Texte fourni –

★ ★ ★ ★ ★

Pour autant, il ne s’agit pas de s’enfermer dans un conservatisme ; mais garantissons une politique commune avec un grand « C » ! Pour cela, maintenons un socle de règles standards et de soutiens financiers communs, ainsi qu’une politique de marché, tout en garantissant à chaque État une marge de manœuvre raisonnable et réaliste.
S’agissant du second pilier, conçu comme porteur d’une politique territoriale, voire territorialisée, nous pourrions renforcer la subsidiarité au niveau des pays, voire à l’échelle des régions.
L’agriculture européenne a besoin aussi d’un soutien modernisé, à travers la mise en place de nouveaux outils. Je pense en particulier au statut de l’agriculteur, qui doit avancer afin de permettre une meilleure répartition des aides.
La question se pose également de la sécurisation du revenu ; elle a été engagée par le « Règlement Omnibus », mais, comme je l’ai déjà souligné, celui-ci ne va pas assez loin. Il faut notamment renforcer les mécanismes assurantiels et de gestion de crise pour pouvoir soutenir la résilience des exploitations agricoles face à la volatilité des prix et aux aléas climatiques. La présente proposition de résolution européenne le suggère.
Il faut aussi réaffirmer une politique ambitieuse en matière de diversité des cultures, notamment en direction des cultures sources de protéines, des légumineuses et des protéagineux.
Il me paraît également important de soutenir et de sécuriser les filières d’agrocarburants, afin de rendre l’Europe moins dépendante des énergies fossiles. Elles sont aussi une source importante de protéines.

★ ★ ★ ★ ★

Données fournies –
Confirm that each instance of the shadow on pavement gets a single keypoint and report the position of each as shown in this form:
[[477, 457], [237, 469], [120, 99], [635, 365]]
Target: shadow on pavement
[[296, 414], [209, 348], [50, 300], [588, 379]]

★ ★ ★ ★ ★

Consignes –
(a) Dans le texte sur la politique agricole européenne, quel règlement a engagé la sécurisation du revenu ?
(b) Reformulez sous forme de liste le paragraphe du texte sur la politique agricole européenne qui commence par « La question se pose également », sans perdre ses faits principaux.
(c) Rédigez la suite du texte sur la politique agricole européenne, à partir de sa dernière phrase.
Les données ne jouent aucun rôle dans ce travail.

Réponses dans l'ordre –
(a) Le « Règlement Omnibus ».

(b)
- La sécurisation du revenu a été engagée par le « Règlement Omnibus », qui ne va pas assez loin.
- Il faut renforcer les mécanismes assurantiels et de gestion de crise.
- L'objectif est de soutenir la résilience des exploitations agricoles face à la volatilité des prix et aux aléas climatiques.
- La présente proposition de résolution européenne le suggère.

(c)
Mes chers collègues, le Sénat a toujours été très attentif à l’avenir de la PAC, sans pour autant ignorer l’intérêt des autres politiques européennes, ô combien nécessaires.
Le RDSE, très attaché à l’Europe, est soucieux de l’équilibre à trouver sur le plan budgétaire pour faire coexister toutes les priorités et toutes les attentes de nos concitoyens. Seul un budget à la hauteur des défis permettra d’y parvenir.
Naturellement, le groupe du RDSE votera cette proposition de résolution européenne porteuse d’ambition pour l’Europe et pour notre agriculture, qui avance des pistes de réflexion concrètes et opportunes. Je renouvelle mes félicitations à ses quatre auteurs ! (Applaudissements sur les travées du groupe du Rassemblement Démocratique et Social Européen et au banc des commissions, ainsi que sur des travées du groupe Union Centriste et du groupe Les Républicains.)
M. le président. La parole est à M. Laurent Duplomb. (Applaudissements sur les travées du groupe Les Républicains.)
M. Laurent Duplomb. Monsieur le président, monsieur le ministre, mes chers collègues, cette proposition de résolution européenne revêt un caractère extrêmement important, puisque, entre les défis actuels et futurs pour notre agriculture et les annonces de la Commission européenne, un fossé abyssal est en train de se creuser.
Si nous partons du postulat, fort probable, que la population mondiale atteindra 9 milliards d’habitants en 2050, la sécurité alimentaire est une problématique cruciale.
Peu de pays au monde ont la chance d’avoir un climat tempéré et permettant une production agricole sereine. La France a cette chance, doublée par le fabuleux avantage de la multiplicité de ses territoires, qui contribue à offrir un panel de produits exceptionnels.
L’agriculture a aussi le fabuleux pouvoir de façonner les paysages partout dans le pays, faisant l’ébahissement de millions de touristes.
Cela a été jusqu’à présent possible, car nous avons toujours favorisé le maintien d’une agriculture familiale, répartie dans toutes les régions de France. C’est aussi le fruit d’une politique sachant corriger les écarts : la compensation des handicaps naturels, à travers notamment l’ICHN, a été un des éléments les plus aboutis d’une prise en compte des différences de productivité entre la plaine et la montagne.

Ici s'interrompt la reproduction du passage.